RECORD EXCERPTS →

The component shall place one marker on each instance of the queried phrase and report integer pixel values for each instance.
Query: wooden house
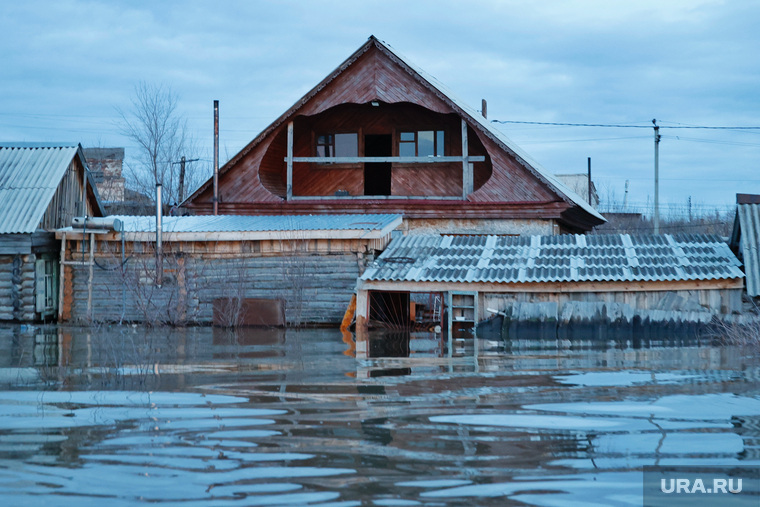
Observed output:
(43, 187)
(745, 239)
(226, 270)
(379, 135)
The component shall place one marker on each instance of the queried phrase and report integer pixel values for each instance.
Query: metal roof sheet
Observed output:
(29, 176)
(565, 258)
(259, 223)
(749, 222)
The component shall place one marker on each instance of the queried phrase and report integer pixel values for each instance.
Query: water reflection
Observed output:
(205, 416)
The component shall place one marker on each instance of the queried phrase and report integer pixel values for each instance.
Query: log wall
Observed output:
(17, 287)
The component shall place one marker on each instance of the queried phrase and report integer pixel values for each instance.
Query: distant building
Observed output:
(106, 166)
(43, 186)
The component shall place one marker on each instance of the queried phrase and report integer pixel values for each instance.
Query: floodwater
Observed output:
(123, 416)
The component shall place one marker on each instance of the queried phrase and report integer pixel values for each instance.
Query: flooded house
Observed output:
(378, 135)
(227, 270)
(42, 187)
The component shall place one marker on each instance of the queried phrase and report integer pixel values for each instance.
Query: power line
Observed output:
(622, 126)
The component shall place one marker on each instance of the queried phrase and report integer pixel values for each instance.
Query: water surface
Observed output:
(123, 416)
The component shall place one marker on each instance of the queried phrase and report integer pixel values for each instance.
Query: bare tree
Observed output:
(154, 123)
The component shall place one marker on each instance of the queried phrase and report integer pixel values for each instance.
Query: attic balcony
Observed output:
(442, 176)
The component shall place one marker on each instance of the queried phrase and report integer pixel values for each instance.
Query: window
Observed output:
(423, 143)
(338, 145)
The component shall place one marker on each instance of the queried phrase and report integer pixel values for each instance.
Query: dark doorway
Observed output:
(377, 175)
(389, 309)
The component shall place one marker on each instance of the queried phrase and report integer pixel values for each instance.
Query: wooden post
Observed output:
(89, 279)
(362, 318)
(467, 185)
(290, 160)
(62, 277)
(216, 157)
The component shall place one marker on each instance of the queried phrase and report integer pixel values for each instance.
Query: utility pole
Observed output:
(656, 177)
(216, 157)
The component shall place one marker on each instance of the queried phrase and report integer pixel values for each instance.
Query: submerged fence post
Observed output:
(159, 244)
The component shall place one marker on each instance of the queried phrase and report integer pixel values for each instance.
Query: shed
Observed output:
(695, 273)
(745, 239)
(42, 187)
(219, 268)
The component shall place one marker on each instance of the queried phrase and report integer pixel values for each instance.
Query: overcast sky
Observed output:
(66, 65)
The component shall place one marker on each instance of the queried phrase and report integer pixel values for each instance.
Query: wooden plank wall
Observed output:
(12, 244)
(724, 301)
(17, 287)
(316, 288)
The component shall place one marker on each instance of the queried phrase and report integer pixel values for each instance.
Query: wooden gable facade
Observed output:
(43, 186)
(380, 136)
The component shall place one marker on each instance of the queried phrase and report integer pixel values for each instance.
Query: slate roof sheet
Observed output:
(748, 216)
(565, 258)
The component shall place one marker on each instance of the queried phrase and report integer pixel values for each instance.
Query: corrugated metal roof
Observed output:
(565, 258)
(749, 222)
(29, 176)
(263, 223)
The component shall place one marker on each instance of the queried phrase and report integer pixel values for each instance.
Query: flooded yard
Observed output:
(121, 416)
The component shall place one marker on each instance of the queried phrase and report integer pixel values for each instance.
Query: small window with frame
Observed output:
(421, 143)
(338, 145)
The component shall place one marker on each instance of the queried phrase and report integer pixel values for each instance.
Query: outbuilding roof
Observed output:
(29, 176)
(746, 239)
(240, 227)
(565, 258)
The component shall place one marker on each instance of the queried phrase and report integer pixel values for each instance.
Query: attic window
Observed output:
(338, 145)
(422, 143)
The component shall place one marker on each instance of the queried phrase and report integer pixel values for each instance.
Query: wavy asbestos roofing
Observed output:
(29, 176)
(565, 258)
(749, 221)
(263, 223)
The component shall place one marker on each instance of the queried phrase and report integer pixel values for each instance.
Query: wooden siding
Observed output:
(67, 200)
(715, 300)
(12, 244)
(315, 278)
(254, 181)
(17, 300)
(316, 289)
(373, 76)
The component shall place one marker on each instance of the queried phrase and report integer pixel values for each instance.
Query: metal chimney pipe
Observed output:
(159, 239)
(216, 157)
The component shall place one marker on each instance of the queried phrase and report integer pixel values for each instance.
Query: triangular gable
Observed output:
(419, 88)
(30, 174)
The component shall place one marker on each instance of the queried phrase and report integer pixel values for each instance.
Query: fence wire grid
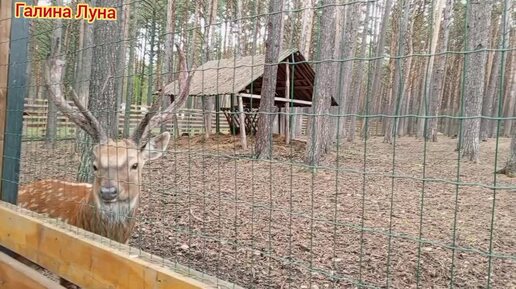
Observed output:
(323, 144)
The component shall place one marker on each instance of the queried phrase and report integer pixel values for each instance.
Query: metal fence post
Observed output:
(16, 92)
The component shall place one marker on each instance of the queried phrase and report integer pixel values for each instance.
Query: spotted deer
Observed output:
(107, 206)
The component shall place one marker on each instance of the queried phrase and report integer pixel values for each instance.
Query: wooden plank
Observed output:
(282, 99)
(93, 263)
(15, 275)
(5, 32)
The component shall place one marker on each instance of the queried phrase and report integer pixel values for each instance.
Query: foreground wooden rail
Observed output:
(15, 275)
(89, 260)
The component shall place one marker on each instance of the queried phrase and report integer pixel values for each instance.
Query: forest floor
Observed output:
(375, 215)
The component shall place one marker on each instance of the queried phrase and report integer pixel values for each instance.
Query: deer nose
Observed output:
(108, 193)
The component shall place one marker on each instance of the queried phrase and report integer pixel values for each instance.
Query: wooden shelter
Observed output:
(242, 78)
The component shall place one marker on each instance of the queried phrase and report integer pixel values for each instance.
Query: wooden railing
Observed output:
(191, 121)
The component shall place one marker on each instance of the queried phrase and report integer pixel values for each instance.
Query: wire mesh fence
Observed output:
(321, 144)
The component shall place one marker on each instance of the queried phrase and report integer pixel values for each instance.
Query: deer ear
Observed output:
(156, 146)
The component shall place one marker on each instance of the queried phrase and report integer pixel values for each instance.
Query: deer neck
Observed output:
(114, 221)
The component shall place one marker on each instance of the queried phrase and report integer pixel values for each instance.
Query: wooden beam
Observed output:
(88, 260)
(243, 136)
(15, 275)
(5, 33)
(287, 104)
(282, 99)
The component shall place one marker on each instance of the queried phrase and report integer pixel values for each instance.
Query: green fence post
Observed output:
(16, 92)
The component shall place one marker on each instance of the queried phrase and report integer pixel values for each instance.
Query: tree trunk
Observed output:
(356, 83)
(510, 167)
(346, 67)
(56, 49)
(131, 71)
(396, 93)
(377, 66)
(306, 27)
(439, 66)
(103, 83)
(152, 53)
(263, 149)
(318, 130)
(209, 44)
(126, 15)
(489, 96)
(168, 64)
(479, 14)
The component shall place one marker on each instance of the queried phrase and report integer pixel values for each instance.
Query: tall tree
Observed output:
(306, 27)
(102, 83)
(379, 51)
(318, 126)
(168, 64)
(263, 147)
(510, 167)
(349, 33)
(396, 97)
(478, 15)
(356, 84)
(209, 44)
(437, 75)
(56, 50)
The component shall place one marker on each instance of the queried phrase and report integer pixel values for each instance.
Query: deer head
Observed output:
(118, 164)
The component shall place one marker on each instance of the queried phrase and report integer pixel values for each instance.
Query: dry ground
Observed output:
(279, 224)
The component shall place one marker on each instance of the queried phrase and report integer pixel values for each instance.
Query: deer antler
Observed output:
(80, 116)
(154, 118)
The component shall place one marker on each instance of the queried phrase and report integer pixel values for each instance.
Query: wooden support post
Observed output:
(243, 136)
(13, 100)
(15, 275)
(287, 104)
(5, 32)
(94, 263)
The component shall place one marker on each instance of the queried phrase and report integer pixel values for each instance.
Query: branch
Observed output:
(153, 119)
(53, 77)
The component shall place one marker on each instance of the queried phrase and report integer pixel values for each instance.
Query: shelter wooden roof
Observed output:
(245, 75)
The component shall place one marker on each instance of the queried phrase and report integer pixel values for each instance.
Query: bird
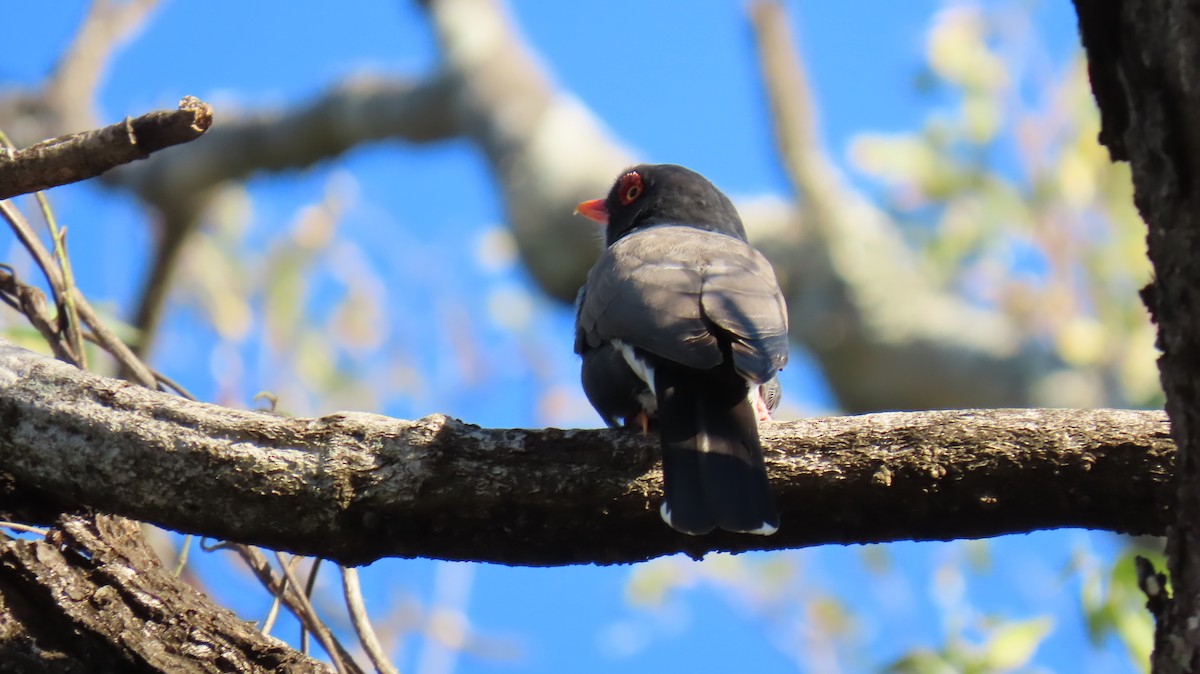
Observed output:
(682, 328)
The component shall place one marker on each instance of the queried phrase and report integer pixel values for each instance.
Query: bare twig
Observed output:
(60, 290)
(273, 613)
(24, 528)
(307, 593)
(31, 302)
(262, 569)
(363, 623)
(79, 156)
(309, 617)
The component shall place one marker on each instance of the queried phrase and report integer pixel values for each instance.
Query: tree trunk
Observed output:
(1143, 60)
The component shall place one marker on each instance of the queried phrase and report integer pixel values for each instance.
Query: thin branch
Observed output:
(79, 156)
(372, 486)
(361, 621)
(31, 302)
(307, 593)
(257, 563)
(63, 293)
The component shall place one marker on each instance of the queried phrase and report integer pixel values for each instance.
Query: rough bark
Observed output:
(93, 597)
(355, 487)
(89, 154)
(1143, 61)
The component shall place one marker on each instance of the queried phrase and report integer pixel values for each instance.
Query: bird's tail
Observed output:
(712, 461)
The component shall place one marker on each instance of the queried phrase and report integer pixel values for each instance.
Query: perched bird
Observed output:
(682, 326)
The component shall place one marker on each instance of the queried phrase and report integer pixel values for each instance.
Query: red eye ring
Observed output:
(630, 188)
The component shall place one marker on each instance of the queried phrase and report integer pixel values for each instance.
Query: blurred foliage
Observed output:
(1015, 204)
(1114, 607)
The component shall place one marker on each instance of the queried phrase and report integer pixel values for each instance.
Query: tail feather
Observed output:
(712, 459)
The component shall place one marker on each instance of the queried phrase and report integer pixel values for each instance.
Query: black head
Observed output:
(651, 194)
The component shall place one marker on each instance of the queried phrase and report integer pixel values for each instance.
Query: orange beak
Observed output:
(593, 210)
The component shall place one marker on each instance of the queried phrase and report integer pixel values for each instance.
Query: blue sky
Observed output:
(678, 83)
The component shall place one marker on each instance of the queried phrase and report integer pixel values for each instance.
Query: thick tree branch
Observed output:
(1143, 61)
(79, 156)
(355, 487)
(95, 599)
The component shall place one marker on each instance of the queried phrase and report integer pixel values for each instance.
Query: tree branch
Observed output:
(94, 597)
(79, 156)
(843, 298)
(355, 487)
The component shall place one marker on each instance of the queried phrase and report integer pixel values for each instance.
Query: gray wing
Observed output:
(678, 293)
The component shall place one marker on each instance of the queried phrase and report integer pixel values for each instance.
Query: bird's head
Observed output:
(651, 194)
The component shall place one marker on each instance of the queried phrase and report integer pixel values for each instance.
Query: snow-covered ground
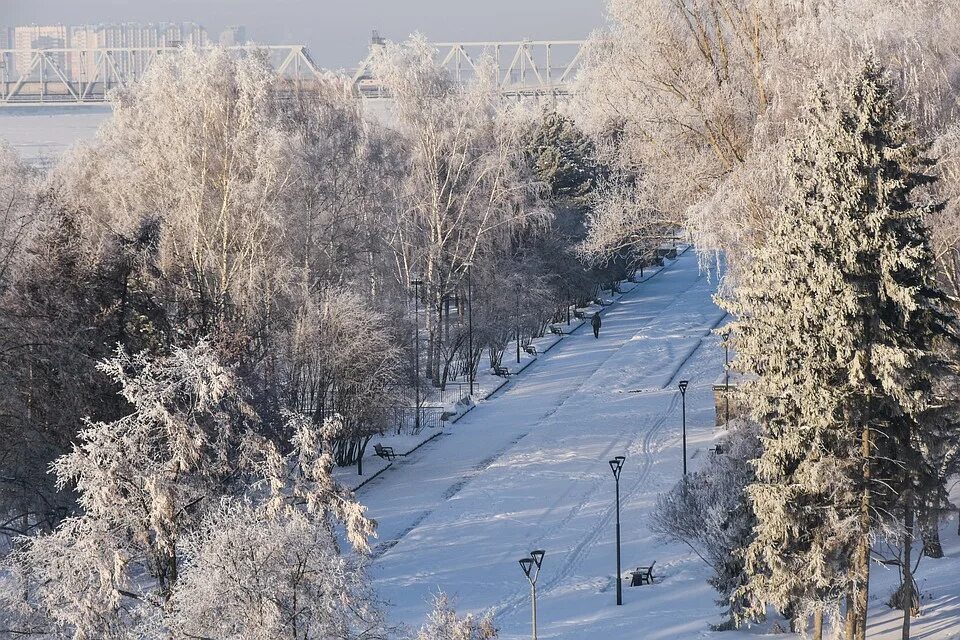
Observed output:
(527, 469)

SET PROBLEM →
Count the lines in the data above that contain the word "house", and reply with that number alone.

CORRECT RESULT →
2